-- Extract to read --

-- begin --

So they can do it again, but I also expect Don Schumacher’s team to come out swinging.

And that means it’s time to ask that question we ask each season: Is this finally going to be Ron Capps’ year? 44 Funny Car wins, second highest in Funny Car history, four-time a championship runner-up…

Just because he hasn’t won the title or our biggest race, the US Nationals, doesn’t mean he can ever be discounted. He could win both this year and no one would be surprised. Just like all those years when Dale Earnhardt failed to win the Daytona 500 – you’d be smart to never bet against him finally doing it. So I’m assuming he’s going to challenge for it like he usually does; he’s great and he drives for DSR.

Matt Hagan – nice guy, great driver – and I think last year was his first year that was just OK. Normally he’s fighting for the championship, or he’s absolutely nowhere.

Feast or famine, yeah. He did really well at the start of last year, didn’t look like anyone was going to touch him. But for whatever reason they didn’t have that same mojo during the Countdown. But Dickie Venables, his crew chief, has won championships with John Force’s team and Tony Pedregon’s team and obviously Matt has won the Funny Car title twice. This car is one of the strongest entries in the class. They just need to hit the sweet spot in the fall.

DSR has four Funny Cars – Capps, Hagan, Jack Beckman, Tommy Johnson – and they’re all capable of winning the title. In fact, Tommy Johnson has finished top three for the past couple years and he may have had the best test sessions this winter. His crew chief John Collins was on my crew in 2002 and 2003 when I won my first two championships, so he knows how to win, and how to play it smart. And Tommy himself is a really good driver.

John Force was quite subdued at the GM event in Detroit, surrounded by champions and. unusually, he wasn’t one of them. Will JFR be back to full strength.

I think their problems were personnel-related in 2015, because Jimmy Prock, Austin Coil, Bernie Federley and John Medlen were all missing from the Force braintrust, to use one of John’s own words. The responsibility of all three cars fell on Mike Neff, and he didn’t have anyone to bounce ideas off. Their vulnerability showed because those guys who left didn’t leave the sport; suddenly JFR was having to race against them. That’s a tough deal, because we saw what a difference Prock and Medlen made to Jack Beckman at DSR. I think he won more races in one season than he’d ever won before in his career!

-- end --

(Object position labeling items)
-- begin --

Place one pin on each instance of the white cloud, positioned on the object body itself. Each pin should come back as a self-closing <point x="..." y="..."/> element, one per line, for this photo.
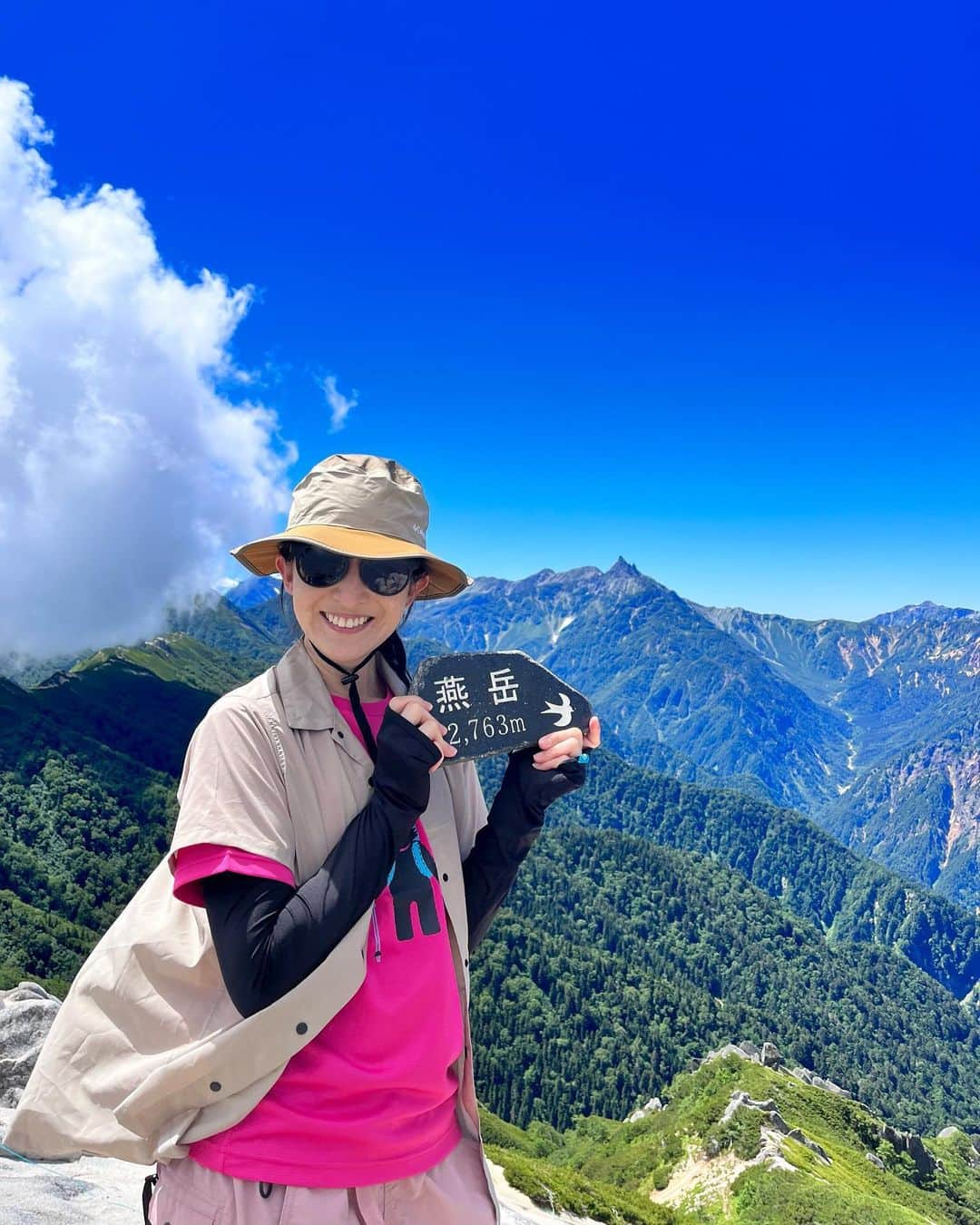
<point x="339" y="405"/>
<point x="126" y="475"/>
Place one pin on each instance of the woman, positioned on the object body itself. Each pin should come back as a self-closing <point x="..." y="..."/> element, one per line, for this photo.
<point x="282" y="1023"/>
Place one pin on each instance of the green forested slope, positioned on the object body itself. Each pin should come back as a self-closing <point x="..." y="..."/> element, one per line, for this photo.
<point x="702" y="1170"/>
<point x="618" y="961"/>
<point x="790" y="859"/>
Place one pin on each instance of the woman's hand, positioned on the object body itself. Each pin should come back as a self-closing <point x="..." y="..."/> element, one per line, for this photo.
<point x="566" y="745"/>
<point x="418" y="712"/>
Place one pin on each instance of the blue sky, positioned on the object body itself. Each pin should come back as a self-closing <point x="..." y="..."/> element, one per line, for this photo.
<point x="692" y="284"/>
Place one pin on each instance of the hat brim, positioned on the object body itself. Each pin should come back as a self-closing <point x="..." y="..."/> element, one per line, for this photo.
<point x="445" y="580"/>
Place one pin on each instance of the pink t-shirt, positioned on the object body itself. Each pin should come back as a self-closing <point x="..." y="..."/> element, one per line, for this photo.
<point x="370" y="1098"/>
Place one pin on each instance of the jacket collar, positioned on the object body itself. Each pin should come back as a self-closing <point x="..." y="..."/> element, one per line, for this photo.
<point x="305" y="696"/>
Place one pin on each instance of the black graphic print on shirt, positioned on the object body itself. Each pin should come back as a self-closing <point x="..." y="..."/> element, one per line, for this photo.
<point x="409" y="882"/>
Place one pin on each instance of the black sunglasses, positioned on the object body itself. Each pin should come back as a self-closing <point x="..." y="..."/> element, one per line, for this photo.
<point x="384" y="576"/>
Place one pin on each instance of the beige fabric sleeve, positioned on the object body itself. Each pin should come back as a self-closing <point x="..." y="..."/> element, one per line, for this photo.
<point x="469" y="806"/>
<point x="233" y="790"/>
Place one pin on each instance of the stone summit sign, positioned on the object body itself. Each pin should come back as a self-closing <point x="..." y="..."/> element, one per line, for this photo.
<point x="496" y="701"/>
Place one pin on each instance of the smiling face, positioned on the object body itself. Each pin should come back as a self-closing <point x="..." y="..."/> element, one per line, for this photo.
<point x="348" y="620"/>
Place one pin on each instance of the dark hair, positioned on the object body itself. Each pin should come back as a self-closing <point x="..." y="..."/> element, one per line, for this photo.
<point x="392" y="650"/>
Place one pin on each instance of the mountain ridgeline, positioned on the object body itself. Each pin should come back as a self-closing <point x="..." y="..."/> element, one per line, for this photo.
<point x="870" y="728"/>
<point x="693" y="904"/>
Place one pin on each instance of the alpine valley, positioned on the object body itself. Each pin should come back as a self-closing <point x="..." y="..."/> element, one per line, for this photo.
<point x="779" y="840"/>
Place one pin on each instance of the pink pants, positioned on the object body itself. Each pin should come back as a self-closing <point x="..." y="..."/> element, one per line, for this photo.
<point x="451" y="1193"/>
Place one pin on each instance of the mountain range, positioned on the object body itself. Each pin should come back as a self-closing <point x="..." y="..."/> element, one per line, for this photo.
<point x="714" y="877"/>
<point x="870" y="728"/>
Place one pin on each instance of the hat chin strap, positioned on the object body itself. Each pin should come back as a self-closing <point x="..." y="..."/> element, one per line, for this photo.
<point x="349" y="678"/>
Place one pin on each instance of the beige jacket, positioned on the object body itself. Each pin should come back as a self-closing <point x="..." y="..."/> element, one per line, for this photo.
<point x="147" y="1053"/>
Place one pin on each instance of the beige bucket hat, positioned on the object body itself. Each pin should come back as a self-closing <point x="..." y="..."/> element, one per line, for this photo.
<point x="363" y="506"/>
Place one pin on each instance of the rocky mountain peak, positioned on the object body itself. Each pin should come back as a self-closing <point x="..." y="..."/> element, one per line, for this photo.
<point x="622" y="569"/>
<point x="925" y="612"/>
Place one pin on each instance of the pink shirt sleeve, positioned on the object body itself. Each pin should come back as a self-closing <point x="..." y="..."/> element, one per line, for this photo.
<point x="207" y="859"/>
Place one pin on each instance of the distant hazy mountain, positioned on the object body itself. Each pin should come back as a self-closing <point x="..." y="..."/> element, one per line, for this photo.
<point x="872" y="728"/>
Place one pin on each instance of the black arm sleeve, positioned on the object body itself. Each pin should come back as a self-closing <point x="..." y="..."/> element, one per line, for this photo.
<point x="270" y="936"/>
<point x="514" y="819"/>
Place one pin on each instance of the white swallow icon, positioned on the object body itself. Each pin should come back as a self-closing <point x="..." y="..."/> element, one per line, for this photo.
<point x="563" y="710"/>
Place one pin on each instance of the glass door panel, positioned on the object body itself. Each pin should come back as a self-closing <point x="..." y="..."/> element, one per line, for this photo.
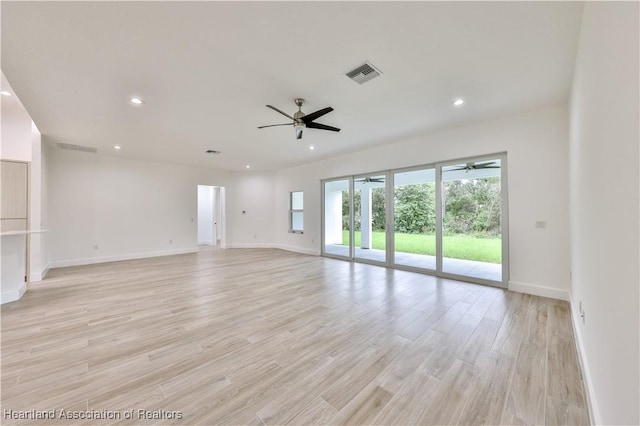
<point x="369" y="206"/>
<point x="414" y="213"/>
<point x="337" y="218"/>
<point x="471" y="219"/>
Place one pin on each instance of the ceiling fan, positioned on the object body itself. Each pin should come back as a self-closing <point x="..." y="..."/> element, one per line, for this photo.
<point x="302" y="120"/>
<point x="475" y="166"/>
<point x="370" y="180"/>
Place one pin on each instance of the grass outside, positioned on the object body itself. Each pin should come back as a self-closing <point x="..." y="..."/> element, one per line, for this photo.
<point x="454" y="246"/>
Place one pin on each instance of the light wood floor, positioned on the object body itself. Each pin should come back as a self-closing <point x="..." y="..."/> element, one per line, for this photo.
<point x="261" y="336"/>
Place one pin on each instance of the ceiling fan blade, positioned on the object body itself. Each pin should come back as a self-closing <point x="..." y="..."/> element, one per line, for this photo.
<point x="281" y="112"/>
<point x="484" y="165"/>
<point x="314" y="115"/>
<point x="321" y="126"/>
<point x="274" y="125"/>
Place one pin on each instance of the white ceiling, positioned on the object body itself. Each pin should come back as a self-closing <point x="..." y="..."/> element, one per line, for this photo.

-- end --

-- The tasks --
1 > In the drag racing commentary, who is named as Matt Hagan's crew chief?
2 > Extend the drag racing commentary, picking up right after its last sentence.

-- Exercise answers --
1 > Dickie Venables

2 >
Now, with Alan Johnson helping on the Top Fuel side for Brittany, he has a lot of knowledge with nitro engines, he’s someone who Neff will be able to interact with. And now Austin Coil is back in a consulting role. It’s like when The Eagles broke up in 1979 – they said they’d only reunite when hell froze over, and when they did reunite for that tour in 1995, it was called Hell Freezes Over…

There’s a crew chief change for Courtney – they let Ron Douglas go late last year, and it’s now Danny Hood (Ashley Force’s husband) and he’ll be assisted by Ronnie Thompson, who was on Brittany’s dragster last year. And Courtney’s car picked up performance in the off-season – she had a good test. So I think they’re starting to get their mojo back, after Courtney failed to make the Countdown playoffs last year.

You don’t keep the Force team down long, and so when they bounce back, you’ve just gotta hope you’re as prepared as you can be!

So there you have nine cars – two Kalitta, three Force, four Schumacher – all more than capable of winning the championship. Independent teams like Cruz Pedregon, Tim Wilkerson and so on – they’ve proven they can win races, and if you can win races and do the whole season, then you can win championships. Cruz has won championships, so he has a very good idea of what it takes on the engineering side and the driving side, and he feels very optimistic he can challenge for the title. 

Pro Stock

How big are the changes to Pro Stock this year with the switch from carburetors to fuel injection?

Huge. No more hood scoops is the obvious difference in aesthetics. But it goes deeper than that. Anything you took for granted before you can't take for granted now. I honestly think this has leveled the playing field because you don’t know how this rule change will affect each team. Some team that struggled to make the Top 10 last year could come out and win the event because they hit the sweet spot.

Listen to the drivers talking about doing the burnout and staging the car with EFI and the different fuel mapping, and it’s a curve ball. I think you’re going to see upsets that you wouldn’t have even considered two months ago. I saw the same thing happen Pro Stock Motorcycles when they brought in EFI.

You’re talking about technology – you might say caveman technology – that the cars have had since this class was formed in 1970. And now it’s thrown away. Now, with electronic fuel injection, you have throttle sensors so when you go to roll on the throttle, it’s being controlled electronically not by vacuum, so the load on the engine is different. For an entire run, our cars operate on wide-open throttle for the entire run, but when you’re doing the burnout beforehand, you’re using partial throttle, and when you’re staging, you’re on wide-open throttle but on a rev limiter.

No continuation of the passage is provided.